Nothing but the lines from the one that contains "In this picture, where can the blurred" through the end of the listing should appear, set down exactly.

Dataset rows on where objects appear
____________________
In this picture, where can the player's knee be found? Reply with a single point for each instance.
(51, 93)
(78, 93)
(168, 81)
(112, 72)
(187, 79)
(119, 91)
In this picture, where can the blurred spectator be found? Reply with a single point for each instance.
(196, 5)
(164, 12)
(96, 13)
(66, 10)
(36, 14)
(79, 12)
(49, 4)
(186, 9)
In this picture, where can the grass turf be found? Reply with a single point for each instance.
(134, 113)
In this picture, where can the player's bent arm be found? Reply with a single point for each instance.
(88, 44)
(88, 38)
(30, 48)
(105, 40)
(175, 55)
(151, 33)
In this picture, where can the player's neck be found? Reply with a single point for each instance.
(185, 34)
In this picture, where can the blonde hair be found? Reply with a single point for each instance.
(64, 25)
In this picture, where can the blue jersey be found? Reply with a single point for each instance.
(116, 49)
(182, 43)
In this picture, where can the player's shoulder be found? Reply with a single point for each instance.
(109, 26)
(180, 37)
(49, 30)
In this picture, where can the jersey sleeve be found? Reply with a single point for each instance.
____________________
- Correct response -
In this picture, where can the blurred spectator be found? Reply with a single point for each instance.
(196, 5)
(164, 12)
(96, 13)
(66, 10)
(36, 14)
(79, 12)
(49, 4)
(186, 9)
In this picture, where can the grass turf be found? Reply with a single point for each instance.
(134, 113)
In this picture, where can the player's bent arm be found? Reply with a single point for each instance.
(88, 44)
(88, 38)
(30, 48)
(105, 40)
(175, 55)
(151, 33)
In this picture, where can the player's neck be found? Reply with a single point for each instance.
(185, 34)
In this picture, where can the blonde hair be found? Reply with a single point for each instance.
(64, 25)
In this picture, where can the blue jersey be found? Reply with a single point for each instance.
(116, 49)
(182, 43)
In this picture, where can the player's shoulder be found? Reply with a single point for each instance.
(109, 26)
(180, 37)
(49, 30)
In this picture, where can the jersey sleeve be found? Reply with a single point for each instance.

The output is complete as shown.